--- DATA FOR REVIEW Enclosed Below ---
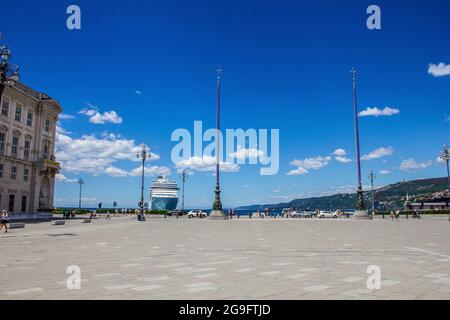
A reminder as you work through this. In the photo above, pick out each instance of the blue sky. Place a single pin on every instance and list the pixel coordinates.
(137, 70)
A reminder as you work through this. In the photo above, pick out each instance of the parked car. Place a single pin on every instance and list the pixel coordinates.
(300, 214)
(175, 213)
(327, 214)
(197, 214)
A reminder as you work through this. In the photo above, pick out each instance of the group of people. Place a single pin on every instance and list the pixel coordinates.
(4, 222)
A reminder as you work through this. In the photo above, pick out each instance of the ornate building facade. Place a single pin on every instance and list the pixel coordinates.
(27, 145)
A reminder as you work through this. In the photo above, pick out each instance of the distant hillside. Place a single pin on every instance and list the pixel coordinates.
(389, 197)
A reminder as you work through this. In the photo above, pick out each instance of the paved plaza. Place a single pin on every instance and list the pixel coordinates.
(239, 259)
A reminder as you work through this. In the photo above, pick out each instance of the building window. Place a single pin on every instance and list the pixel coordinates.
(14, 146)
(26, 149)
(18, 116)
(5, 106)
(2, 141)
(11, 203)
(47, 125)
(30, 119)
(24, 203)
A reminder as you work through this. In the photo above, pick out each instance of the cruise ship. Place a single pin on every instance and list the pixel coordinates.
(164, 194)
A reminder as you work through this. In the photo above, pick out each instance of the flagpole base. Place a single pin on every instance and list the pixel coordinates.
(362, 215)
(217, 215)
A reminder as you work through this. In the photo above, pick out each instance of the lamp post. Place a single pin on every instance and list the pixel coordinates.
(9, 74)
(183, 176)
(372, 177)
(361, 212)
(445, 156)
(217, 212)
(81, 183)
(142, 154)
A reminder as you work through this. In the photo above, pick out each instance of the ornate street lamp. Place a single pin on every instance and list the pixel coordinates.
(9, 74)
(217, 212)
(361, 212)
(372, 177)
(142, 154)
(445, 156)
(81, 183)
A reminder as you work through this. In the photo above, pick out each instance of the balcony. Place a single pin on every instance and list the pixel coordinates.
(50, 166)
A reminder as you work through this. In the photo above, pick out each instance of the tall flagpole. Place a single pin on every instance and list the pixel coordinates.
(361, 211)
(217, 211)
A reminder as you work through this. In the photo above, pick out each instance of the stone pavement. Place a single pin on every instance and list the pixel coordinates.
(239, 259)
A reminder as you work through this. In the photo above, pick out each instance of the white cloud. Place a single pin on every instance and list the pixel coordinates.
(312, 163)
(206, 163)
(411, 164)
(109, 116)
(378, 153)
(342, 159)
(150, 171)
(375, 112)
(96, 117)
(88, 112)
(298, 171)
(439, 70)
(94, 155)
(62, 178)
(243, 153)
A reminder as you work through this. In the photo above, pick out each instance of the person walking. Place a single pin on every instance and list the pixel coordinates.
(4, 222)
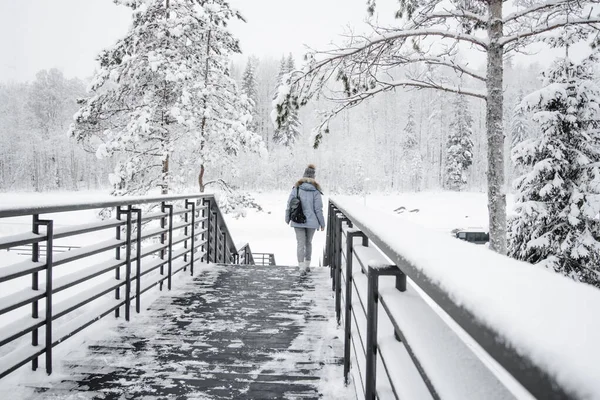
--- End of Enclosed DATA FOR REVIEW ---
Restate the records above word for word, without the pictures.

A reminder as you work through this. In the photo above, pick out each instance of the blue sky. Place a single pin on every instance and list the pixel coordinates.
(137, 70)
A reminder as you work through this. In the photo above, pick out each instance of the parked car. Place a single pin on every instance and list the pixel coordinates.
(300, 214)
(175, 213)
(327, 214)
(197, 214)
A reminder as you work through this. In the photo above, pick out each instance of the group of people. Place a single pin on every instance and list the pixel coordinates.
(4, 222)
A reminder as you work through this. In the photo above, pick out each instance of the ornate building facade. Place a single pin on every instance and list the pixel coordinates.
(27, 145)
A reminder as you work through this. In the photo above, pick out each instance of the distant hillside. Place a single pin on every instance and list the pixel coordinates.
(389, 197)
A reminder as you work through this. In the photo above, pick out each instance of the paved plaza. Place a single pin on every instance and list the pixel coordinates.
(239, 259)
A reminder as you work through this. In the photo above, pick out each instance of the building window. Place a single pin on every instance and list the pixel coordinates.
(14, 146)
(26, 149)
(18, 116)
(5, 106)
(2, 141)
(11, 203)
(47, 125)
(30, 119)
(24, 203)
A reminder as you work through this. In the photo above, pick out each instance of the cruise ship. Place a single pin on every instance and list the pixel coordinates.
(164, 194)
A reminder as you work through this. In the photo above, pick out each instance of the flagpole base. Place a single pin on every instance and list the pixel coordinates.
(362, 215)
(217, 215)
A reminder as you work through this. In the photo above, pick out each instance of the lamp post. Place a single pin on every instance and list the pixel coordinates.
(9, 74)
(183, 176)
(372, 177)
(361, 212)
(445, 156)
(217, 212)
(81, 183)
(142, 154)
A reminder as you work through this. In the photo above, pick out each instance of the ornate street lamp. Place a single pin on every instance and list the pixel coordinates.
(9, 74)
(217, 212)
(361, 212)
(372, 177)
(142, 154)
(445, 156)
(81, 183)
A reminder as you work through this. In the photo above, pick out each instance of the balcony. Place a single pin on every instance and list the pixel coordinates.
(50, 166)
A reminder as you work through this. In the photo above, pick out each instance of the tall flagpole. Place a single pin on every instance and list the pixel coordinates.
(361, 211)
(217, 211)
A reminder as you work through this. In the photo above, pick out each instance of the stone pavement. Place a single pin on every instance and list the pixel coordinates.
(239, 259)
A reminder as you work through this. In the photo above, pick out each instance of the white cloud. Place a single pin on every instance and list the pixel coordinates.
(312, 163)
(206, 163)
(411, 164)
(109, 116)
(378, 153)
(342, 159)
(150, 171)
(375, 112)
(96, 117)
(88, 112)
(298, 171)
(439, 70)
(94, 155)
(62, 178)
(243, 153)
A reminder as you work through this. In the photo above, pick out each instance of the person walking. Place a single pin on every instance and list the pixel coordinates.
(4, 222)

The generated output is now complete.